- _Passage provided_:
>>>

It is vital that once it comes time to reopen schools and allow teams to travel and compete, schools communicate with each other, with parents, and with local health departments. Keeping all informed is absolutely necessary, where communities trust their school district to care for the students.
Going forward, school districts will need to be careful to avoid travel to “hot spots” and avoid hosting events when these “hot spots” pop up. Through all of the uncertainty, one thing is certain: COVID-19 is not to be taken lightly. Research provided by professionals specializing in infectious diseases suggests that COVID-19 is not going away anytime soon. Therefore, even once reopening begins, administrators, athletic directors, and coaches will need to stay alert for possible resurgences in the outbreak – and make sure to communicate this with those who may have been exposed.
We need to remember that an innocent “away game” can turn deadly and we must stay alert, even once “reopening” begins. A cautionary tale is that of “The Soccer Match that Kicked Off Italy’s Coronavirus Disaster.” On February 19, approximately 40,000 spectators attended a soccer match as part of the Champions League, far before social distancing or even the coronavirus was on anyone’s mind. Not only was the stadium crowded, but the entire town was full. Before anyone knew it, thousands of asymptomatic carriers were high-fiving, hugging, and jumping around the stadium. Then they all went home. 35% of Valencia’s traveling squad returned home to Spain with an uninvited guest: COVID-19.
What the Future Holds
There will likely be an increased demand for youth and school sports, but the economy may limit what the schools and other programs can afford. This may show a decrease in participation in club sports. It is likely we will have a need for many volunteers and donations in order to help invigorate youth and high school athletics.

<<<

- _Instructions_:
1. Rewrite the stretch of the passage on school sports during COVID-19 from "It is vital" through "for the students.", putting "guardians" in place of "parents".
2. Continue the passage on school sports during COVID-19, picking up after its final sentence.
The lines after this point have no role in the work here.

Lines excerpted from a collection
>>>

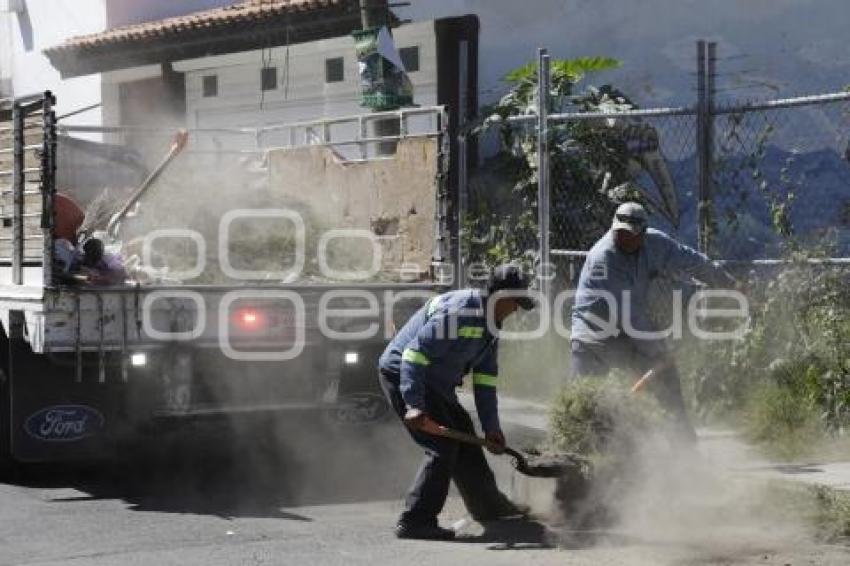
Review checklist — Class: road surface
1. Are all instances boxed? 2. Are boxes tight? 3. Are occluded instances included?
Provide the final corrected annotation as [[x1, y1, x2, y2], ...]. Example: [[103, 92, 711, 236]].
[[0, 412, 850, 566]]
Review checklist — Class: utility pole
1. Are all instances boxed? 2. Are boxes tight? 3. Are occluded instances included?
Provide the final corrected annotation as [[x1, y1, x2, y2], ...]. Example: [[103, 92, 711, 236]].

<<<

- _Solved tasks_:
1.
It is vital that once it comes time to reopen schools and allow teams to travel and compete, schools communicate with each other, with guardians, and with local health departments. Keeping all informed is absolutely necessary, where communities trust their school district to care for the students.

2.
As youth and high school athletics slowly reopen, we must be wary about how quickly we reopen and how to slowly ramp up to 100%. School districts, athletic directors, and coaches will need to focus intently on following all safety guidelines as they reopen slowly to make sure to limit liability as much as possible. Regardless, athletes may begin to work on individual progress at home (see necessary exercises here, recommended by the Buffalo Bills and Buffalo Sabres physician) and continue to work toward the new “normal.”
What can we do Today?
While we wait and dream about the new “normal,” where we leave home without avoiding others, gather with our friends and family, and attend sporting events, there are some things we can do to keep a positive outlook and remember why it is that we love sports so much. Maybe we should all take a page from the men’s tennis teams at Jacobs and Huntley high schools who have been meeting with their teammates and coaches via Zoom. This past week, the boys met over Zoom for a rock-paper-scissors tournament. This is how the team meets now. They are able to meet and compete – keeping the camaraderie and enthusiasm alive.
Sports will come back. But, they need to come back the right way. We need to wait to reopen, reopen slowly and steadily, and following strict guidelines in order to limit liability and safeguard community health. The way we handle the next six months – even the next year – will determine how flat this curve stays, and how it decreases over time, making us all stronger and safer.